*Work instructions*:
Look through the records that follow. Copy every line containing the word "overcoat".

*Supplied data*:

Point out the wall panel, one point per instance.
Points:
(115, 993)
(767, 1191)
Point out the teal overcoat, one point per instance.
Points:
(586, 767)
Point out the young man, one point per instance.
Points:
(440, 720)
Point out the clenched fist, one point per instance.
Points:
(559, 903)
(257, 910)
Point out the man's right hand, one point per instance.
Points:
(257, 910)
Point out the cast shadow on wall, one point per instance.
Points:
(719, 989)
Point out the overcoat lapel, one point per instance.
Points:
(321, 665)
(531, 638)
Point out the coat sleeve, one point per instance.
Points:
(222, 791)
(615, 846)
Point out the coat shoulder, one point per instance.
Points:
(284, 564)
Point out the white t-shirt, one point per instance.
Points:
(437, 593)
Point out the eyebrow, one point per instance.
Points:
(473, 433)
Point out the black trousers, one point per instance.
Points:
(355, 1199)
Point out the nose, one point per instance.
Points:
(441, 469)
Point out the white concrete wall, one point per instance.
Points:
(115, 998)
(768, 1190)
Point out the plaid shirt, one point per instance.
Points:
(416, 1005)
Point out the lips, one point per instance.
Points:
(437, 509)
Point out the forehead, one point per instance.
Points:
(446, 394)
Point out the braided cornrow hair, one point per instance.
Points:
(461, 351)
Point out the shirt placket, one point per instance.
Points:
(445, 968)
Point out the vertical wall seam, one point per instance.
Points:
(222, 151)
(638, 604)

...

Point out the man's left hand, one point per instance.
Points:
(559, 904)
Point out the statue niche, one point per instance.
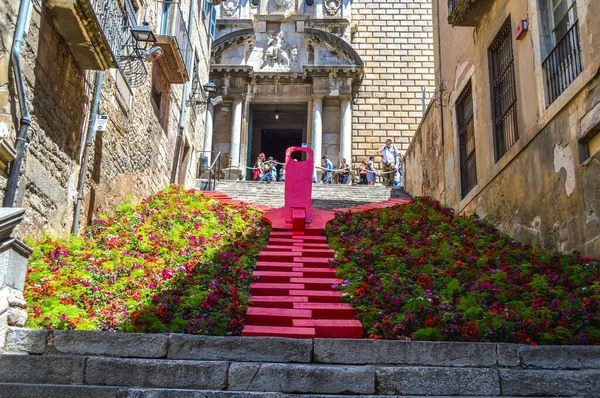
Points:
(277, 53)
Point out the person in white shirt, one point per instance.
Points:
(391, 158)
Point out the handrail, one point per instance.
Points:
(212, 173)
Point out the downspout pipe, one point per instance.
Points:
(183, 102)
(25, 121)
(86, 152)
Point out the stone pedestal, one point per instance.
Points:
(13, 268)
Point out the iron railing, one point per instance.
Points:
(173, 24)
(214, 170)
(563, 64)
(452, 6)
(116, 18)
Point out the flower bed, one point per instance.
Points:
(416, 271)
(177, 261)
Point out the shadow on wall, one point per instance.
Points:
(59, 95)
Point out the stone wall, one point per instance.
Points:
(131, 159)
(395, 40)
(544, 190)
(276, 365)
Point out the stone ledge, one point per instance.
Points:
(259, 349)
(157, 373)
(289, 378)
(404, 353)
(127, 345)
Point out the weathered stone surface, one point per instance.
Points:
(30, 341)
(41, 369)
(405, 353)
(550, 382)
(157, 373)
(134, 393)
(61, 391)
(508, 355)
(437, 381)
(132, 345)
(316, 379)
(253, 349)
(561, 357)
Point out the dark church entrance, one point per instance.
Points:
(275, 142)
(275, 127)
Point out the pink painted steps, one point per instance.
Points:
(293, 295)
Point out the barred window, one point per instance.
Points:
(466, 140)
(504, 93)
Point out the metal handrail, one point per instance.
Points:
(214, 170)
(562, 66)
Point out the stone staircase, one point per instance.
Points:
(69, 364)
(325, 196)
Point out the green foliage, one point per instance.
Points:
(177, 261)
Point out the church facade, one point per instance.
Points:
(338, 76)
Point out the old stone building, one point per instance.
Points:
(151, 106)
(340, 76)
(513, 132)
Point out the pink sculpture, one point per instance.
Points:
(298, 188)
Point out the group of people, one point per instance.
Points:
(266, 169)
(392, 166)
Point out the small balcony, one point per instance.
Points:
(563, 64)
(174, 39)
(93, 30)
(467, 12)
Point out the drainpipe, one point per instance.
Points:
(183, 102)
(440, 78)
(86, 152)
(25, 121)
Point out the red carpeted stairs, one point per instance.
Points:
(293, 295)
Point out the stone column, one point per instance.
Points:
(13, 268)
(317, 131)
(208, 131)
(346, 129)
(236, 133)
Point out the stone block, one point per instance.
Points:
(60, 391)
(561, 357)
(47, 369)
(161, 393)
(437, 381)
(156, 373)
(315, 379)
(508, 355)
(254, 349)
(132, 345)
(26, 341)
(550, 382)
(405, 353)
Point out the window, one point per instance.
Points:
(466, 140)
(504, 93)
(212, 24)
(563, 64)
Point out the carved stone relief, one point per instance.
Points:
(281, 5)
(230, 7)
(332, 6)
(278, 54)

*Final answer*:
Point out the teal overcoat, one point per instance.
Point out the overcoat lapel, one point per instance.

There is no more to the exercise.